Region pointing data

- - -

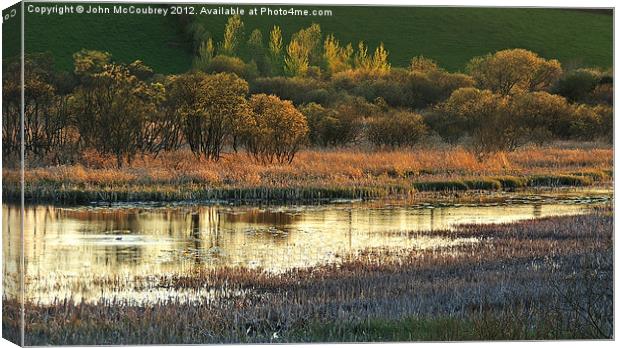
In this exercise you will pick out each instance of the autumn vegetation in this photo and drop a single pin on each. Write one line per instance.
(542, 279)
(267, 102)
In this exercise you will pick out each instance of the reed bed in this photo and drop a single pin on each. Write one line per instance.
(314, 176)
(541, 279)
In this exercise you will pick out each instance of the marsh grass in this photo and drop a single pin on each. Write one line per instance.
(314, 176)
(526, 280)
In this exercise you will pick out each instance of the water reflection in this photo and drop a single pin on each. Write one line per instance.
(66, 248)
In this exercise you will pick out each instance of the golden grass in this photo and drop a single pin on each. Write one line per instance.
(345, 173)
(542, 279)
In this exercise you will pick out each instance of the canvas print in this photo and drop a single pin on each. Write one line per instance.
(212, 173)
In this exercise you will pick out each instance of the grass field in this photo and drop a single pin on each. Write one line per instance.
(450, 35)
(541, 279)
(156, 40)
(313, 176)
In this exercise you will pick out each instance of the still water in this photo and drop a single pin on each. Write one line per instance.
(68, 248)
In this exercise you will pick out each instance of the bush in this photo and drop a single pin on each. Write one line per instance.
(227, 64)
(277, 130)
(299, 90)
(592, 122)
(511, 182)
(552, 180)
(577, 85)
(396, 129)
(329, 127)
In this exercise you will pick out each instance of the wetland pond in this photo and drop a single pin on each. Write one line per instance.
(67, 249)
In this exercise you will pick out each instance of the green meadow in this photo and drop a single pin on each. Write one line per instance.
(451, 36)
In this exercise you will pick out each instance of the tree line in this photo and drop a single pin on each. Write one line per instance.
(320, 93)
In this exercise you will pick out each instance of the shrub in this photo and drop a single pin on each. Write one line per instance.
(577, 85)
(296, 89)
(329, 127)
(277, 130)
(559, 180)
(396, 129)
(227, 64)
(514, 71)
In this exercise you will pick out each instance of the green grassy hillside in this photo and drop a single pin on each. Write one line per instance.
(156, 40)
(450, 35)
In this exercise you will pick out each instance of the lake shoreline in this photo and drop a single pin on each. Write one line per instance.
(524, 282)
(61, 193)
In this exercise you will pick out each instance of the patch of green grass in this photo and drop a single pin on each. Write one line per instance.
(511, 182)
(477, 327)
(156, 40)
(452, 36)
(595, 175)
(446, 185)
(483, 184)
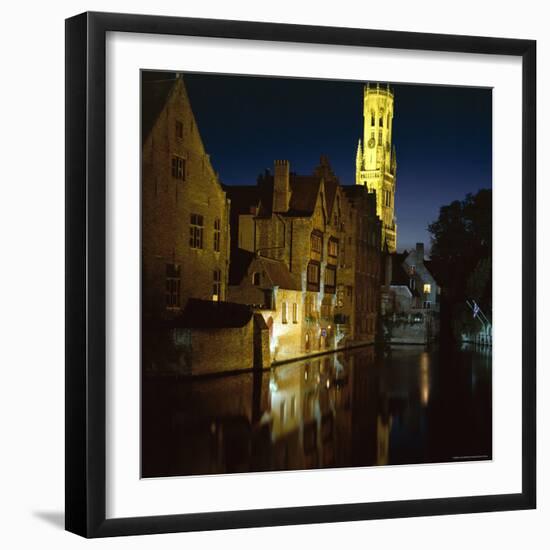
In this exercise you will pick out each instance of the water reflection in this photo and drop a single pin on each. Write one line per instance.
(337, 410)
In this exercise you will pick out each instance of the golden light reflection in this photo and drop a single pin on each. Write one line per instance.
(424, 378)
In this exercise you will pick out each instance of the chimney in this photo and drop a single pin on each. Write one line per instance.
(420, 252)
(281, 186)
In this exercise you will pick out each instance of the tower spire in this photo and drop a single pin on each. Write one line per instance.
(375, 160)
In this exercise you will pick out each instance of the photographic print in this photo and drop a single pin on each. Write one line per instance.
(316, 273)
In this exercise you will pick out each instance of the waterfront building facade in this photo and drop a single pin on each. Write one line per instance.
(185, 211)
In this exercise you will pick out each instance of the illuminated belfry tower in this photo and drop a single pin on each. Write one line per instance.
(375, 162)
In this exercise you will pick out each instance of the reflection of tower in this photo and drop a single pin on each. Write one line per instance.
(375, 161)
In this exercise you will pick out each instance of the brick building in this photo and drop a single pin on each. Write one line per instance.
(185, 211)
(363, 263)
(410, 298)
(329, 244)
(186, 320)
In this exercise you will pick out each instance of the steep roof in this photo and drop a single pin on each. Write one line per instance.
(303, 195)
(155, 91)
(206, 314)
(276, 271)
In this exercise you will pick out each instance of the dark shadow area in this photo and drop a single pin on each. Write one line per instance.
(57, 519)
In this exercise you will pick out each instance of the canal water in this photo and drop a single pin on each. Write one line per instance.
(357, 408)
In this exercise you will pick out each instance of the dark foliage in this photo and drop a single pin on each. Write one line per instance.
(462, 252)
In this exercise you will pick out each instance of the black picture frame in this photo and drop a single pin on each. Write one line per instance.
(86, 265)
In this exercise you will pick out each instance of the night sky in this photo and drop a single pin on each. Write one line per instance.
(443, 136)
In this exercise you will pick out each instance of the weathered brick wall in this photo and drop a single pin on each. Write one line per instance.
(218, 350)
(167, 204)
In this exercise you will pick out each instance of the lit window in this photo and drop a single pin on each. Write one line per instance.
(330, 277)
(217, 234)
(178, 168)
(173, 285)
(309, 306)
(313, 273)
(316, 243)
(217, 287)
(196, 228)
(333, 248)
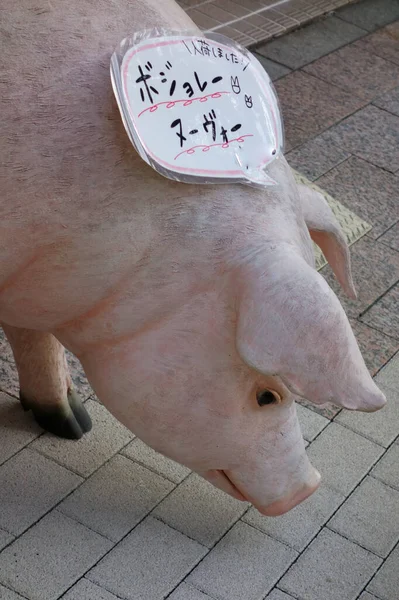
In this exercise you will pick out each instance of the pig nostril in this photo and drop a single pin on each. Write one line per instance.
(267, 397)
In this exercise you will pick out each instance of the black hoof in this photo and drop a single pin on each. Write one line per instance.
(68, 421)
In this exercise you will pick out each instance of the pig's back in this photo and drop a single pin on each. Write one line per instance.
(62, 138)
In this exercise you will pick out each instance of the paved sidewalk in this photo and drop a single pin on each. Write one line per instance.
(106, 518)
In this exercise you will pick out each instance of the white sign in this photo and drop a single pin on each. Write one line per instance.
(200, 108)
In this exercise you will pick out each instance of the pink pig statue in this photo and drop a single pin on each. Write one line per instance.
(195, 310)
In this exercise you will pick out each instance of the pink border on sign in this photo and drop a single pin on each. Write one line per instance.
(175, 167)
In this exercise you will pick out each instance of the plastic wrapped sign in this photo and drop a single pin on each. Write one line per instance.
(197, 109)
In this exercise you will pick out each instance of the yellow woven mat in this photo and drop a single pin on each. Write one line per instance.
(353, 226)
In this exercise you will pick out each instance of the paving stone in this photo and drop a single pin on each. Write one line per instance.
(375, 269)
(370, 517)
(84, 456)
(367, 596)
(314, 158)
(384, 43)
(370, 192)
(376, 347)
(311, 423)
(309, 106)
(273, 69)
(389, 375)
(356, 70)
(384, 314)
(311, 42)
(380, 427)
(243, 550)
(149, 563)
(297, 527)
(278, 595)
(385, 584)
(17, 428)
(371, 134)
(391, 237)
(389, 101)
(387, 468)
(86, 590)
(370, 14)
(146, 456)
(115, 498)
(79, 379)
(9, 378)
(342, 457)
(331, 568)
(6, 594)
(187, 592)
(5, 538)
(200, 510)
(30, 485)
(47, 560)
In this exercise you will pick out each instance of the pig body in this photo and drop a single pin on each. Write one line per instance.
(184, 303)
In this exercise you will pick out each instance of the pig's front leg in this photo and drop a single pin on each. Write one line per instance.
(45, 383)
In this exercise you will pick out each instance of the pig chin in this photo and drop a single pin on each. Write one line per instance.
(275, 508)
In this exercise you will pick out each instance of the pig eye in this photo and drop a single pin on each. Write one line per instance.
(267, 397)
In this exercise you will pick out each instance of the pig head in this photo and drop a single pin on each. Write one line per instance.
(212, 384)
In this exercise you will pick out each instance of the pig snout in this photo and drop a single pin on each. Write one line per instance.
(370, 400)
(280, 507)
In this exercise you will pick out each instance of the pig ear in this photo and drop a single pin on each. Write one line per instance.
(325, 231)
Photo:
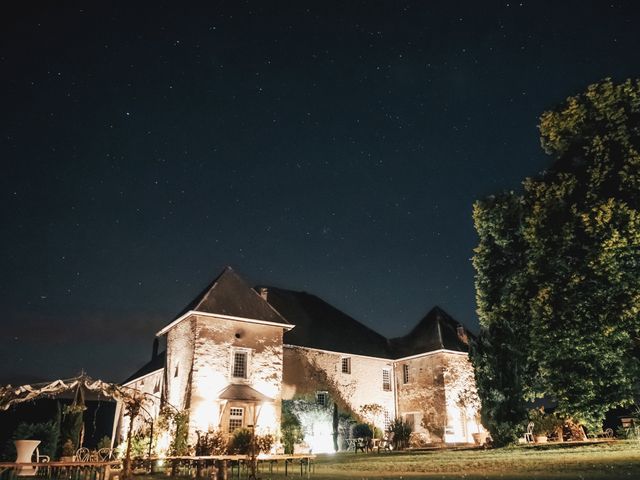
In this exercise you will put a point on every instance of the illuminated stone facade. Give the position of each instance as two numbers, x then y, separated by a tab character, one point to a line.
236	353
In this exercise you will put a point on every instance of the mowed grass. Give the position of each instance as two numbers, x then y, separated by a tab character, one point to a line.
610	460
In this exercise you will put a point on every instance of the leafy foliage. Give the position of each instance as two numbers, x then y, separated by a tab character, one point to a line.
290	428
557	269
500	354
213	442
240	442
544	423
362	430
401	433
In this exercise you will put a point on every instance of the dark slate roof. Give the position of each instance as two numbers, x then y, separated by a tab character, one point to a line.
320	325
243	392
230	295
436	331
156	363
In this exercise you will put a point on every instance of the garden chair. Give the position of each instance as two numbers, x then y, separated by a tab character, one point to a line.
528	436
386	443
83	454
105	454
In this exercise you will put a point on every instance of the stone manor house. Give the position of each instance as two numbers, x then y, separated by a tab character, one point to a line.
236	353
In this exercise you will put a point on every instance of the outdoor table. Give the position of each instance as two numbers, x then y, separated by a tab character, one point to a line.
65	470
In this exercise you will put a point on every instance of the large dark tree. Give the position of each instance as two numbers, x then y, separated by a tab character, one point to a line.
579	273
500	355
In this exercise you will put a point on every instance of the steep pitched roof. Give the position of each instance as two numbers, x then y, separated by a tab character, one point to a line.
230	295
156	363
436	331
243	392
320	325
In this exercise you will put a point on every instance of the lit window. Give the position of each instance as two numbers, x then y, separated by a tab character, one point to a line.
322	398
405	373
346	365
236	415
410	419
386	380
239	369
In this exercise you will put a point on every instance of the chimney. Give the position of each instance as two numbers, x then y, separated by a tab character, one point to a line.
154	350
462	335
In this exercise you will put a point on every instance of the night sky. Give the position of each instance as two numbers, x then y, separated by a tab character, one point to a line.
331	147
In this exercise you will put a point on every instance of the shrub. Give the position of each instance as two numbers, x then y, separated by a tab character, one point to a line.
544	423
104	442
290	428
240	441
264	443
401	432
214	442
362	430
68	448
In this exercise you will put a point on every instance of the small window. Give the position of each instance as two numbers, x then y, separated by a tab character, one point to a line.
386	380
236	415
410	420
239	364
322	398
405	373
346	365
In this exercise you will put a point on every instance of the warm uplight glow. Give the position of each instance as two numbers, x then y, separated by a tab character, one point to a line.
267	419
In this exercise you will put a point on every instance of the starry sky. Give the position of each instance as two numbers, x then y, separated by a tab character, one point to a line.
330	147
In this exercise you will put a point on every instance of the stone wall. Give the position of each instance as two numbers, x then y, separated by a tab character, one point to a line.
461	399
215	341
421	399
308	371
180	351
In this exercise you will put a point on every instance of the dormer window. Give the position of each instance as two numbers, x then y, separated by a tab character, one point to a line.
405	373
240	363
346	364
386	380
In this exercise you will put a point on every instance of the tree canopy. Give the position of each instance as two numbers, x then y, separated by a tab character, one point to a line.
557	277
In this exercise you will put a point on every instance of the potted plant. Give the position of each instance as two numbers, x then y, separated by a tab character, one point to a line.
68	451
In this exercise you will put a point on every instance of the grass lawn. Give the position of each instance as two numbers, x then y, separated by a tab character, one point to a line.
611	460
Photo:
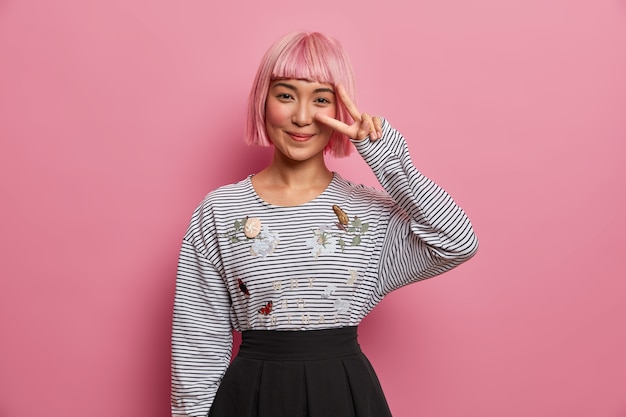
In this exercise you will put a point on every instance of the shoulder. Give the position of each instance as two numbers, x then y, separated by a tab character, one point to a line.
223	199
360	192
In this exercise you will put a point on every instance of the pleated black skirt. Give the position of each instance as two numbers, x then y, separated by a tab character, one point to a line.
314	373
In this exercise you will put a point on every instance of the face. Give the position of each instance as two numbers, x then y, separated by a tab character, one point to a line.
289	117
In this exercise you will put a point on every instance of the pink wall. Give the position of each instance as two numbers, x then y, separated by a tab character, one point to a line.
117	117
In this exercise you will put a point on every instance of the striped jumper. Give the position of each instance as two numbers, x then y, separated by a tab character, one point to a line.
246	264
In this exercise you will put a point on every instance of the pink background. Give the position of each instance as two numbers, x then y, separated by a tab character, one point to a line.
117	117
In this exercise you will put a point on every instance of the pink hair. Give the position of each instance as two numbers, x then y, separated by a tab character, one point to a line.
305	56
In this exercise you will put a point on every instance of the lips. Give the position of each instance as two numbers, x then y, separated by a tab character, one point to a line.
300	137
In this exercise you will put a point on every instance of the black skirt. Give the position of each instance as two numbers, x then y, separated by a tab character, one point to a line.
314	373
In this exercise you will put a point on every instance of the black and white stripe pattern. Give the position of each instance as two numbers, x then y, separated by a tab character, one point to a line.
305	270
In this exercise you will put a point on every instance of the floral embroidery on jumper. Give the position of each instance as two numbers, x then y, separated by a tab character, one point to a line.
264	241
325	239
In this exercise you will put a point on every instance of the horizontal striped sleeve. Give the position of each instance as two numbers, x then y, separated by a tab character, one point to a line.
201	333
428	233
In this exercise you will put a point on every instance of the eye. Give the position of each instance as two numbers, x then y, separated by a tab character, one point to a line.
322	100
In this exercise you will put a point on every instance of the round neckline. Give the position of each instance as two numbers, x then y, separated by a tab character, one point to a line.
252	190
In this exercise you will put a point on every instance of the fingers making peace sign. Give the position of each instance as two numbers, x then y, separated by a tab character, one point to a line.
364	125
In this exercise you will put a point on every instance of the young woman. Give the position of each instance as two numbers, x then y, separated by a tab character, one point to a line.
296	256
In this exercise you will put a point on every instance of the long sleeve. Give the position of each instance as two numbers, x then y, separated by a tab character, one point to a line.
428	233
201	333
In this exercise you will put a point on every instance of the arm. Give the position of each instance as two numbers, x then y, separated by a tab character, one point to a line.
428	234
201	333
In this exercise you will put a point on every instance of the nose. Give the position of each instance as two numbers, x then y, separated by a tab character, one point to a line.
303	115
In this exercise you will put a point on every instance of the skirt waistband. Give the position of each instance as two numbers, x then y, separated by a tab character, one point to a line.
298	345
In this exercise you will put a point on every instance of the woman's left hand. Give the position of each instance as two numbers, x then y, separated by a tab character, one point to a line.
364	125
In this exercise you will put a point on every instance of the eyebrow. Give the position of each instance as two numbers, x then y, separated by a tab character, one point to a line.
293	88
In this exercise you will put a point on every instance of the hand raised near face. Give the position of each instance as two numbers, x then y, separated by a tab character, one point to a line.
364	125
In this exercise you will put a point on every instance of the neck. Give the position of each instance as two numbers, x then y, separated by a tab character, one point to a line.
298	174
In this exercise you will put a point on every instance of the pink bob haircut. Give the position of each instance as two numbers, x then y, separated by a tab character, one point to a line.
305	56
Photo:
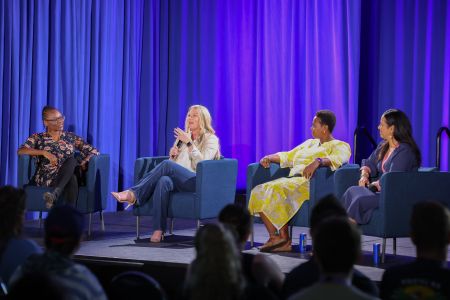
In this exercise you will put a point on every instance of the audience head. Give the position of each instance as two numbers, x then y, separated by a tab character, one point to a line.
337	245
205	120
327	117
12	203
239	219
327	207
430	227
402	131
63	229
135	285
216	271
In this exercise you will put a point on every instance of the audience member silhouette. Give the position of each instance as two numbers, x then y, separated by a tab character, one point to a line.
428	277
216	271
13	249
258	269
64	227
308	273
337	247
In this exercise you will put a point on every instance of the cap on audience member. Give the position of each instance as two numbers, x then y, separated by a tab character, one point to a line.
64	222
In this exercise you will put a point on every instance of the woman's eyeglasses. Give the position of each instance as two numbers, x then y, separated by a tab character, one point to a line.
57	120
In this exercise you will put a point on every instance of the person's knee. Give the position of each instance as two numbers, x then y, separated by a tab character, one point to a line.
165	183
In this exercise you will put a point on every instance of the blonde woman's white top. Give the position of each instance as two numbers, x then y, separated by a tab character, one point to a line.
204	148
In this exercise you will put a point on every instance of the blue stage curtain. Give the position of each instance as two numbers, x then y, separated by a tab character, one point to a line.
264	68
125	72
96	61
405	64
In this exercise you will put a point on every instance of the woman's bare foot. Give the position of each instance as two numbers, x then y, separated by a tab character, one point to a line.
157	236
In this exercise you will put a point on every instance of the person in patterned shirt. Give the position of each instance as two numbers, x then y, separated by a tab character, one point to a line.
56	164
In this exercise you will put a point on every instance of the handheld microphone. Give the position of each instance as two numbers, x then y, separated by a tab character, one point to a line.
178	145
372	188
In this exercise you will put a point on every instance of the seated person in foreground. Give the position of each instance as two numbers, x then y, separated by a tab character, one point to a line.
216	271
308	273
198	142
258	269
337	247
278	201
428	277
397	152
14	250
56	165
64	228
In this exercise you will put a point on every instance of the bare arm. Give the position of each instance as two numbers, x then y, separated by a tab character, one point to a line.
266	160
36	152
30	151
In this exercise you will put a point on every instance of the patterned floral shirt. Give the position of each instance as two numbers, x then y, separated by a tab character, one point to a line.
63	149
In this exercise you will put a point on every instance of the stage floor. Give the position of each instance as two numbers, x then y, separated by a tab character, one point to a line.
118	244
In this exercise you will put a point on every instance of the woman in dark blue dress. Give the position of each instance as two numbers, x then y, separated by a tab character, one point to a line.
397	152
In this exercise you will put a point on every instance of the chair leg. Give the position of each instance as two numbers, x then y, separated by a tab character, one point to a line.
252	233
102	220
89	226
137	227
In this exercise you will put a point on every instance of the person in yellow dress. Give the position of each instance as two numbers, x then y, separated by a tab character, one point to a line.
277	201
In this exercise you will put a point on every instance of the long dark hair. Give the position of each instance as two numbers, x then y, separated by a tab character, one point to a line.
402	132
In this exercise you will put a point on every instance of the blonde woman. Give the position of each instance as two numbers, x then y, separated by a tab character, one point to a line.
196	143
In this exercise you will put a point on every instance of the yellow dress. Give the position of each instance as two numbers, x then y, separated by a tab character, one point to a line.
280	199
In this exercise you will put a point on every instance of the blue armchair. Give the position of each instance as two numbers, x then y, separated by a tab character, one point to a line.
215	188
321	184
400	191
91	198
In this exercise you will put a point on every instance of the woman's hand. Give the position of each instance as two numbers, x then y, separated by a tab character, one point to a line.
182	135
52	158
265	161
309	170
174	151
363	181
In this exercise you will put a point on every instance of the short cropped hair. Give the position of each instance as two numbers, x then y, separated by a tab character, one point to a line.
328	118
337	245
430	225
45	110
238	218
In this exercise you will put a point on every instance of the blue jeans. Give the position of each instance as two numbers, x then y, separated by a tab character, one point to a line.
157	184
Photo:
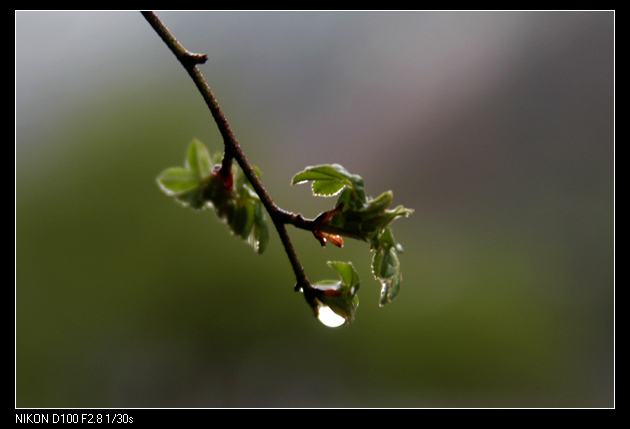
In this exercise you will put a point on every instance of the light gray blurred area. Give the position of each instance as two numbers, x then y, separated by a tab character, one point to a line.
496	127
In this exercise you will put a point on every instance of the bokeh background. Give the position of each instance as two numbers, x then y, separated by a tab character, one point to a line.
496	127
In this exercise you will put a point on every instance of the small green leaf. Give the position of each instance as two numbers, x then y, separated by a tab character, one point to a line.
260	236
177	181
198	159
338	296
349	275
329	180
386	265
390	288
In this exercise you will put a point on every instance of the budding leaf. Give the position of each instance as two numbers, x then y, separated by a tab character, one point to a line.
200	184
198	159
360	217
386	265
176	181
329	180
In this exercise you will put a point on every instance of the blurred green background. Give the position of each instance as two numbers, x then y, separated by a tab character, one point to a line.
497	128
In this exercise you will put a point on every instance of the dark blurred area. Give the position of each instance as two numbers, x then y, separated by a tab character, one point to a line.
496	127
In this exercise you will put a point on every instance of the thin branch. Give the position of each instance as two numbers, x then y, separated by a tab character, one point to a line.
233	150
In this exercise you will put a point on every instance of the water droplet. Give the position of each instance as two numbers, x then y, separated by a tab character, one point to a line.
329	317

- - -

Give back, unchanged, the line that holds "of the thin" along with all lines after it through the last line above.

## ANSWER TO THIS TASK
In this exercise you will put a point on every instance of the thin branch. Give the position of each instance as two numbers, x then y, separated by a tab character, one point to a line.
233	150
In this exercise you will put a point on every instance of the water droplet. Give the position of each instance as two numbers, x then y, separated by a tab character, one point to a line.
329	317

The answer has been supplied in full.